> Vorliegender Textauszug:

****************

Gegen dieses Urteil richtet sich die Revision des Klägers aus dem Revisionsgrund der unrichtigen rechtlichen Beurteilung mit dem Antrag, die angefochtene Entscheidung dahin abzuändern, daß das Urteil des Erstgerichtes wiederhergestellt werde.

Die Beklagte beantragt, der Revision nicht Folge zu geben.

Rechtliche Beurteilung

Die Revision ist berechtigt.

Unbestritten ist, daß der Kläger seit 1.Jänner 1991 in einem privatrechtlichen Dienstverhältnis zur Beklagten steht, auf das die Bestimmungen des Kollektivvertrages anzuwenden sind. Gemäß Art XV KV gebührt den Bediensteten für langjährige Dienste beim gleichen Dienstgeber ein Jubiläumsgeld, das nach einer Beschäftigung von mindestens 25 Jahren 2 Bruttomonatsentgelte beträgt. Bei Berechnung der für das Ausmaß des Jubiläumsgeldes maßgeblichen Zeiten sind die Zeiten einschlägiger Tätigkeiten, die in einem Dienstverhältnis zum Dienstgeber Bund zurückgelegt wurden, zu berücksichtigen. Fest steht, daß der Kläger ab 1.August 1966 in gleicher Verwendung bei der Beklagten beschäftigt war. Er hatte daher mit 31.Juli 1991 die 25-jährige Dienstzeit vollendet, so daß mit diesem Zeitpunkt alle Voraussetzungen für den Anspruch auf das Jubiläumsgeld gemäß Art XV KV erfüllt waren. Dies ergibt sich aus dem klaren Wortlaut des Kollektivvertrages.

****************

> Daten zur Aufgabe:
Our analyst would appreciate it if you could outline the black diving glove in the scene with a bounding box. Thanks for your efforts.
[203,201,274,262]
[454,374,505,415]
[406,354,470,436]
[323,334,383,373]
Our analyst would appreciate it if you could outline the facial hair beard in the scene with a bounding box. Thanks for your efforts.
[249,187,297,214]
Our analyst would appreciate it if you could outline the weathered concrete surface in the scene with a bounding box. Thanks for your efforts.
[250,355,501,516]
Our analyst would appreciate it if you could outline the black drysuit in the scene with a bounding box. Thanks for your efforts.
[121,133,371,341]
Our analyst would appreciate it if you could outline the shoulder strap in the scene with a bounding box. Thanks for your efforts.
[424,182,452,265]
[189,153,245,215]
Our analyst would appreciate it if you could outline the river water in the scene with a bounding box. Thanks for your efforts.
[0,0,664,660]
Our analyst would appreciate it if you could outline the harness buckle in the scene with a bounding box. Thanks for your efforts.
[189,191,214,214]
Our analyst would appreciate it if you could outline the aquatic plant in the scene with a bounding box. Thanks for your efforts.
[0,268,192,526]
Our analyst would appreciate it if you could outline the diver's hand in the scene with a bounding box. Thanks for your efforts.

****************

> Zu erledigen:
1. Kopiere bitte aus dem Textauszug genau den Abschnitt, der mit „Gegen dieses Urteil“ beginnt und sich bis einschließlich „Folge zu geben.“ fortsetzt.
2. Gib die Zeilen der Auflistung als nummerierte Liste wieder, beginnend mit der Zeile mit „Our analyst would appreciate it if you could outline the aquatic“ und weiter bis einschließlich der letzten Zeile der Auflistung; Leerzeilen lässt du weg.

> Lösungen pro Aufgabe:
1.
Gegen dieses Urteil richtet sich die Revision des Klägers aus dem Revisionsgrund der unrichtigen rechtlichen Beurteilung mit dem Antrag, die angefochtene Entscheidung dahin abzuändern, daß das Urteil des Erstgerichtes wiederhergestellt werde.

Die Beklagte beantragt, der Revision nicht Folge zu geben.

2.
1. Our analyst would appreciate it if you could outline the aquatic plant in the scene with a bounding box. Thanks for your efforts.
2. [0,268,192,526]
3. Our analyst would appreciate it if you could outline the diver's hand in the scene with a bounding box. Thanks for your efforts.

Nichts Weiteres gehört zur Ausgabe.